## SUPPLIED DATA
•••••

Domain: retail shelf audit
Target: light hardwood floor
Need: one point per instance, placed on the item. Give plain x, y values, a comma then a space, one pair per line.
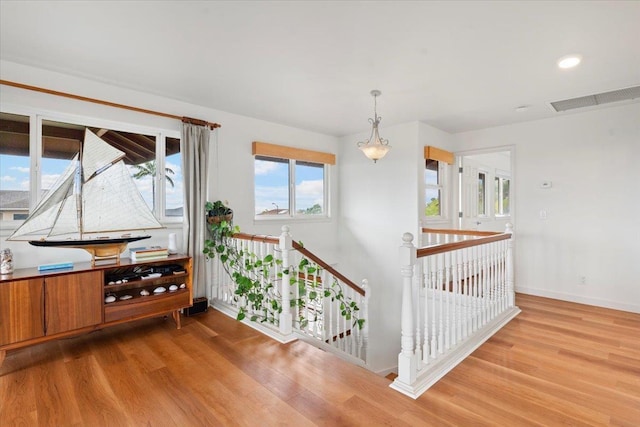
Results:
557, 363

•••••

## INSTRUCTION
Please retype every one of the items above word for word, leaving out the pictures.

## RESPONSE TO THIS TASK
Domain: retail shelf audit
Target: light hardwood floor
Need: one point per instance, placed on the item. Give plain x, y values, a comma then a space, one pair per line.
Results:
557, 363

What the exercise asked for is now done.